Records for this task:
——————
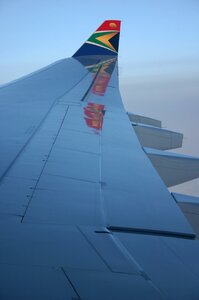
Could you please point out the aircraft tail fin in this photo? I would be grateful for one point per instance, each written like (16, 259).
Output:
(104, 41)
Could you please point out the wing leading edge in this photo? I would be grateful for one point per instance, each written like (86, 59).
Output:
(84, 213)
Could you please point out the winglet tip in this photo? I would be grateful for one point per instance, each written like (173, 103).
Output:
(104, 41)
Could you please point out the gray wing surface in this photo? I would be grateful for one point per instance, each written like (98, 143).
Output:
(83, 212)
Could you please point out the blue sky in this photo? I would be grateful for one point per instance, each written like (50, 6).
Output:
(158, 60)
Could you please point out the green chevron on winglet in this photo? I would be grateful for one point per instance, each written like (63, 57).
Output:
(104, 41)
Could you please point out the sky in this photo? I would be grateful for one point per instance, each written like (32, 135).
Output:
(158, 56)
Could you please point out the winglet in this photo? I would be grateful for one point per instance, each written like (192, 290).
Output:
(104, 41)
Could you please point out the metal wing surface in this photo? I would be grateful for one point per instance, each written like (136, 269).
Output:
(83, 212)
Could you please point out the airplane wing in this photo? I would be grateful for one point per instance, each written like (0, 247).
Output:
(83, 212)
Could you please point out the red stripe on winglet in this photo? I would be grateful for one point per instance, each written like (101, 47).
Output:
(110, 25)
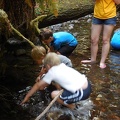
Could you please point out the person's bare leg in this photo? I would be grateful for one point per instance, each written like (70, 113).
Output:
(95, 34)
(107, 31)
(54, 94)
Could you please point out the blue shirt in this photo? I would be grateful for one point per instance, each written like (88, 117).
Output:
(63, 38)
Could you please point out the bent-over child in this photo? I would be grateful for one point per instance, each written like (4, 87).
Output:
(39, 52)
(61, 42)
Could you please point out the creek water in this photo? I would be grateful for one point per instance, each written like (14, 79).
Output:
(105, 97)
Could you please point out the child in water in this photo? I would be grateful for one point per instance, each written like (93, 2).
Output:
(39, 52)
(74, 84)
(60, 42)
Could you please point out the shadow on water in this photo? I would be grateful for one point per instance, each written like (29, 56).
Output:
(104, 101)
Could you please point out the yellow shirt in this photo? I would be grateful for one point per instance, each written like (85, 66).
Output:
(104, 9)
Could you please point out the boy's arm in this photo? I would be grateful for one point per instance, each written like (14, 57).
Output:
(37, 86)
(42, 71)
(117, 1)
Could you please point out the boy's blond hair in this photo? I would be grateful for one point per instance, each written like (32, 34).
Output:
(38, 52)
(45, 34)
(51, 59)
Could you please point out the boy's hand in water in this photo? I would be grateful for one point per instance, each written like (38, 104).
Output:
(24, 101)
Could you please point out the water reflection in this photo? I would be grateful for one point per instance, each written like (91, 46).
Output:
(114, 61)
(104, 101)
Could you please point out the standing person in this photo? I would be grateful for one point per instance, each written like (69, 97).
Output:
(115, 40)
(61, 42)
(103, 21)
(74, 84)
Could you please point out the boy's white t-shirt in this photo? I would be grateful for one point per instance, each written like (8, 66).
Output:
(67, 77)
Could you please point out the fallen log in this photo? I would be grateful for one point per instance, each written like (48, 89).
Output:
(66, 15)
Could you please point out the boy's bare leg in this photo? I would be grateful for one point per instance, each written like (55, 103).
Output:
(107, 31)
(95, 34)
(53, 95)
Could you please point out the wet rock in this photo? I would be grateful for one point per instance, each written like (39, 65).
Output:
(14, 45)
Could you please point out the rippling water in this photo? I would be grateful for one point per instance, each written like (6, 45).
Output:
(104, 101)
——————
Given instruction: Please reproduce, unchanged, the part of the lines that opens with the line containing "Could you please point out the rippling" and closes with the last line above.

Answer for the task:
Could you please point out the rippling water in this photo? I would be grateful for one point per instance, each written like (6, 45).
Output:
(104, 101)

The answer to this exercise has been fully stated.